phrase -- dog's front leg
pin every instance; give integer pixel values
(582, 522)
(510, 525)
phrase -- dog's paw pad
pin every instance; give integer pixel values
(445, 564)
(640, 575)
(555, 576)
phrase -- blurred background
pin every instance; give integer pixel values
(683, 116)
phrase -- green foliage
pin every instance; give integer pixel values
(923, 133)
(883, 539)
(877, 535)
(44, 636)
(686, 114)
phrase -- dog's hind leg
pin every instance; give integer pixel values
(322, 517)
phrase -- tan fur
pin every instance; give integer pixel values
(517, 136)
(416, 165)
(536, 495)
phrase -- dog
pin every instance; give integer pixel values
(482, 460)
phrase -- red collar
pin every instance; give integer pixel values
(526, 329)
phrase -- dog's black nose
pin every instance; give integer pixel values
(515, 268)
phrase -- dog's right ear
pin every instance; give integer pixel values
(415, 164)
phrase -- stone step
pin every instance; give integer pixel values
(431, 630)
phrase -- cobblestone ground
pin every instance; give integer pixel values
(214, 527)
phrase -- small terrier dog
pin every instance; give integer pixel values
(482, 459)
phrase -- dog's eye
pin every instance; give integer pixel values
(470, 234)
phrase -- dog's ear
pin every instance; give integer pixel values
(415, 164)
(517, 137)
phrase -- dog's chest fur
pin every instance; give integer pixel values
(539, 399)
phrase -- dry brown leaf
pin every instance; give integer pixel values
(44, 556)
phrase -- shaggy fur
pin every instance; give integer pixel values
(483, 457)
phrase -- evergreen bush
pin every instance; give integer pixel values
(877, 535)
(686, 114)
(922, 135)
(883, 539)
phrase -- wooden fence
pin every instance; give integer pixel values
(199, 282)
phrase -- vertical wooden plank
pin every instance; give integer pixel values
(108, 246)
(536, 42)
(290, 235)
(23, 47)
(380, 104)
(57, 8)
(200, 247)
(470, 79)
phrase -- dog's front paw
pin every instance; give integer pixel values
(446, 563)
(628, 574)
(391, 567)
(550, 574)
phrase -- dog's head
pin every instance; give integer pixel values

**********

> **Given exercise**
Return the lines above exactly, keeping every word.

> **The reply**
phrase -- dog's front leg
pin every instance; give integer pixel values
(582, 522)
(510, 525)
phrase -- dog's paw pad
pin every instance; give integer pixel values
(445, 564)
(640, 575)
(555, 576)
phrase -- blurred background
pin every instance; give integer pixel values
(683, 116)
phrase -- green foliage
pin every instance; give integer pixel values
(923, 133)
(883, 539)
(877, 535)
(44, 636)
(686, 114)
phrase -- dog's hind leg
pin every instance; give integer pixel values
(322, 517)
phrase -- tan fur
pin every instance; give integer pixel values
(517, 136)
(416, 165)
(536, 495)
phrase -- dog
pin every instance; give integer pixel values
(482, 460)
phrase -- red collar
pin every instance; give integer pixel values
(526, 329)
phrase -- dog's black nose
pin every instance; give integer pixel values
(515, 268)
phrase -- dog's right ear
pin every instance; give integer pixel values
(415, 164)
phrase -- stone step
pin every instance; give integer pixel values
(431, 630)
phrase -- cobblestone ground
pin every instance; give integer pixel values
(214, 527)
phrase -- small terrier dog
pin every instance; give integer pixel values
(482, 459)
phrase -- dog's eye
pin every instance; give integer pixel values
(470, 234)
phrase -- dog's ear
pin every instance; give integer pixel values
(415, 164)
(517, 137)
phrase -- dog's chest fur
pin every instance; give integer pixel values
(539, 399)
phrase -- dry brown leaf
pin every instance; give integer pixel values
(44, 556)
phrase -- shaggy fur
pin every instance; give integer pixel values
(483, 457)
phrase -- evergreen bush
pin every instance; give integer pixel values
(877, 535)
(686, 114)
(922, 135)
(883, 539)
phrase -- wooden fence
pin every instance; give integer pixel values
(199, 282)
phrase -- vertical wooden plank
pin every instance; give integer pixel values
(108, 246)
(536, 42)
(290, 235)
(23, 47)
(380, 104)
(57, 8)
(200, 247)
(470, 79)
phrase -- dog's front paw
pin every instance; give integer pixel values
(446, 563)
(628, 574)
(391, 567)
(550, 574)
phrase -- dog's head
pin every instance; give integer pixel values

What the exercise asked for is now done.